=== Task prompt ===
Copy each of the following rows without changing anything.

··· Data listing ···

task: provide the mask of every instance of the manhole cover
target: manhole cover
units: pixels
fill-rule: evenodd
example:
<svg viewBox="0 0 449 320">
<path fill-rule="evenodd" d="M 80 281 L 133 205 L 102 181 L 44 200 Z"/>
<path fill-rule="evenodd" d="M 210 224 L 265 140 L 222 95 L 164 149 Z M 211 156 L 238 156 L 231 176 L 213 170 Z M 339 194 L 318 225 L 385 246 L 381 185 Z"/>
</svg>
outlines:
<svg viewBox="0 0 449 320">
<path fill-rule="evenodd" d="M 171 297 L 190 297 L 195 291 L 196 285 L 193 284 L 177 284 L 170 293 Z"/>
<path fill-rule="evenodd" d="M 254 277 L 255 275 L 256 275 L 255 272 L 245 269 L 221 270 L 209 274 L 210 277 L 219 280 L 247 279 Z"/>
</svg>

···

=== Output of the exercise ===
task: provide the mask of every instance of the manhole cover
target: manhole cover
units: pixels
fill-rule: evenodd
example:
<svg viewBox="0 0 449 320">
<path fill-rule="evenodd" d="M 80 281 L 133 205 L 102 181 L 44 200 Z"/>
<path fill-rule="evenodd" d="M 210 224 L 265 140 L 222 95 L 164 149 Z M 211 156 L 238 156 L 231 176 L 213 170 Z M 339 194 L 318 225 L 385 246 L 381 185 Z"/>
</svg>
outlines:
<svg viewBox="0 0 449 320">
<path fill-rule="evenodd" d="M 171 297 L 190 297 L 195 291 L 196 285 L 193 284 L 177 284 L 170 293 Z"/>
<path fill-rule="evenodd" d="M 254 277 L 255 275 L 256 275 L 255 272 L 245 269 L 221 270 L 209 274 L 210 277 L 219 280 L 247 279 Z"/>
</svg>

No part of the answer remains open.